══ EXTRAIT DU TEXTE

En parallèle de l’évolution des modes de consommation de la musique, le développement des réseaux sociaux a participé à faire basculer les choses. "L’arrivée du digital, qu’on a vécu comme un truc effrayant où tout le monde pouvait copier et pirater la musique, a aussi été fantastique parce que ça a permis à toute une population de pouvoir découvrir des artistes et réagir très tôt sur des titres", explique le successeur de Pascal Nègre. "Et nous de pouvoir sentir quelles étaient les tendances et quels publics s’intéressaient à nos projets."

La combinaison du streaming et des réseaux sociaux laisse-t-elle plus de place à la découverte et à l’émergence de nouveaux artistes ?  Avec la multiplication des canaux directs de diffusion, il semble être plus facile aujourd’hui pour des "jeunes" interprètes de se faire connaître et d’exister avec un seul morceau ou un seul clip. Avec ou sans major à leurs côtés. Les percées phénoménales de Stromae (Universal) ou plus récemment PNL (Musicast) et Moha La Squale (Warner) en sont les preuves.

════
══ ENTRÉES RÉPERTORIÉES

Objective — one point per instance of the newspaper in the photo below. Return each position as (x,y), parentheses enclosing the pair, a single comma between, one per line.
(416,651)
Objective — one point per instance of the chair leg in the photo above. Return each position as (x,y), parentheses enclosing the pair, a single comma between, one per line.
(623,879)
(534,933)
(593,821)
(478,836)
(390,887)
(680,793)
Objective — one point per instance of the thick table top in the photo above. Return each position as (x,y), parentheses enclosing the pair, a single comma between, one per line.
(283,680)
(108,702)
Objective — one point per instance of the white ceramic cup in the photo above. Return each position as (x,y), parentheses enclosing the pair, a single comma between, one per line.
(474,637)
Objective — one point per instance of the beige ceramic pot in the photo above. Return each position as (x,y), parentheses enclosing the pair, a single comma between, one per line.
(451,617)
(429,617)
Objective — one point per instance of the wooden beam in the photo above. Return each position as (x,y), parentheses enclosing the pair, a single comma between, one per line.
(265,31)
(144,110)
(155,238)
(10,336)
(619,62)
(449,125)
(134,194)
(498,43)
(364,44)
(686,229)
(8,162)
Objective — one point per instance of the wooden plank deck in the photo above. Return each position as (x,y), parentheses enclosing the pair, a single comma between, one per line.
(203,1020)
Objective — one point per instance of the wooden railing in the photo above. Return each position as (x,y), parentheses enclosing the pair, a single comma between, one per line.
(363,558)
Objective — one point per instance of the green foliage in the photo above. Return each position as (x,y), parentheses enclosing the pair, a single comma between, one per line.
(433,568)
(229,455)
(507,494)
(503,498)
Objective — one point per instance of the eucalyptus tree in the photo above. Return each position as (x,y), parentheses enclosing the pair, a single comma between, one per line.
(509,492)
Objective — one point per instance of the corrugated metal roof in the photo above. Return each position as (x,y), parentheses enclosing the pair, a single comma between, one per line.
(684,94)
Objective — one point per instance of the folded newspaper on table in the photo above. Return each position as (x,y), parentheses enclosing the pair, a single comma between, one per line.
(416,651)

════

# [DÉFIS]
A – Recopiez à l'identique le passage de l'extrait sur la musique et le numérique qui commence par les mots contenant « La combinaison du » et s'achève sur « sont les preuves. ».
B – Reprenez s'il vous plaît l'extrait sur la musique et le numérique là où il s'arrête.

# [RÉSULTATS PAR TÂCHE]
A –
La combinaison du streaming et des réseaux sociaux laisse-t-elle plus de place à la découverte et à l’émergence de nouveaux artistes ?  Avec la multiplication des canaux directs de diffusion, il semble être plus facile aujourd’hui pour des "jeunes" interprètes de se faire connaître et d’exister avec un seul morceau ou un seul clip. Avec ou sans major à leurs côtés. Les percées phénoménales de Stromae (Universal) ou plus récemment PNL (Musicast) et Moha La Squale (Warner) en sont les preuves.

B –
"C’est vrai que dans les années 1980 en France, on avait l’impression que c’était toujours un peu les mêmes gros artistes qui tenaient le marché", réagit Oliver Nusse pour Mashable FR. "Or depuis le début des années 2000, il y a eu tous les ans des nouveaux qui ont eu des succès incroyables. Et je pense qu’on peut l’expliquer par la capacité qu’on a à être beaucoup plus en prise avec des premiers cercles de public, à aller toucher les gens en direct." Quitte à aller parfois "à l’encontre de toutes les data possibles et imaginables" pour "construire des histoires fortes totalement singulières", promet-il.

La musique urbaine au cœur de la stratégie

"C'est la première fois qu’un mode de consommation à un effet sur notre stratégie artistique"

Mais le plus surprenant sans doute, c’est que ces profonds changements de consommation de la musique ont une influence jusque sur la direction artistique de la major. "On estime que 60 à 65 % de ce qui est écouté en streaming, et donc des revenus, c’est de la musique urbaine – ou à tendance urbaine pour englober plus que le rap. Donc il faut avoir des équipes capables de développer ces projets-là, de découvrir des talents et de les convaincre de nous rejoindre", explique Olivier Nusse. "Il faut être très fort sur cet univers et pouvoir répondre à la demande puisque c’est ce qui nourrit le streaming".

Et ça a l’air de bien fonctionner puisque ces dernières années, la grande majorité des "nouvelles stars" du genre que sont Nekfeu, Damso, MHD, Dadju, Niska ou même Eddy de Pretto sont tous signés chez Universal.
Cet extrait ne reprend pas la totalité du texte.